──────── EXCERPTED PASSAGE ────────

Apache tribe members consider the mount graham site holy.

SAN CARLOS, Ariz. – From the Apache reservation, the Mount Graham telescope looks like a small, white box positioned on top of the green mountain jutting out of the sand.

But tribe member Sandra Rambler said the 16-story building looks more like a blemish than an observatory.

“It’s a pimple waiting to burst, and it’s filled with waste,” she said.

The University of Minnesota, University of Arizona and several other institutions are participating in the Mount Graham Large Binocular Telescope project. Since the early 1990s, the telescope has incited controversy among Apache tribe members because they consider the land holy.

Although the project began in the early 1980s, tribe members said they did not voice their concerns until 1990 because of the tribe’s apprehension of non-Indians.

“Older (American Indian) people are not familiar with talking to non-Indians because of the past,” said Wendsler Nosie, director of Apaches for Cultural Preservation, an organization that teaches young Apache tribe members about their traditional culture.

University of Arizona officials said they sent a letter to the tribe, which has 12,800 members living on the reservation, in 1985 asking for input about the project.

The Apaches never responded, said Peter Strittmatter, the University of Arizona’s Steward Observatory director.

“Man, that’s total BS,” Nosie said.

The past oppression of Apaches prevented them from responding to the letter, he said.

Language barriers might also have inhibited the tribe from responding to the 1985 letter, he said. Most elders speak Apache and probably did not understand the jargon-laden letter, he said.

In 1991, the tribe filed a lawsuit against the U.S. Forest Service for planning and approving the telescope project. The court dismissed the suit, stating the 1985 letter gave the tribe adequate opportunity to voice concerns, according to University of Arizona documents.

Patricia Albers, director of the University’s department of American Indian studies, said the past influences how American Indians interact with non-Indians.

“Racism creates bitterness where tribal peoples are suspicious of racism towards them,” she said. “It makes many native people highly suspicious of non-Indian people.”

When the U.S. government tried to move the Apaches into reservations in the late 19th century, government workers burned the Apache gardens and destroyed homes, Albers said.

The government eventually put Apaches into concentration camps, she said. Cultural genocide also occurred, Albers said, because the government put Apache children into boarding school so they could not learn the Apache language.

──────── RECORDED DATA ────────

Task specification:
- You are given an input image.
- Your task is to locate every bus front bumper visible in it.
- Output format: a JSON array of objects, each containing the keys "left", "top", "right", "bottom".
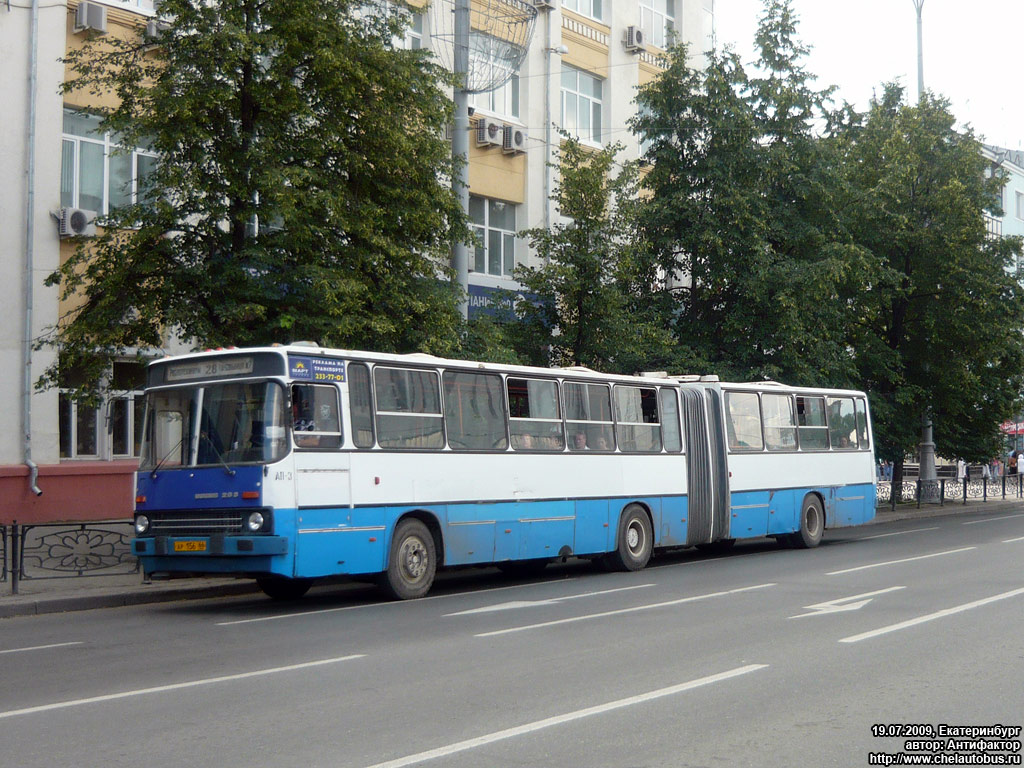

────────

### WORK TO COMPLETE
Please summarize the Mount Graham telescope passage in two sentences.

### RESPONSE BELOW
The Mount Graham Large Binocular Telescope project, which involves the University of Arizona, the University of Minnesota and other institutions, has stirred controversy among Apache tribe members since the early 1990s because they consider the land holy. University of Arizona officials say the tribe never responded to a 1985 letter asking for input, and a court cited that letter in dismissing the tribe's 1991 lawsuit against the U.S. Forest Service, while Wendsler Nosie says past oppression and language barriers kept the tribe from responding, and Patricia Albers links Apache suspicion of non-Indians to racism and the government's past treatment of the tribe.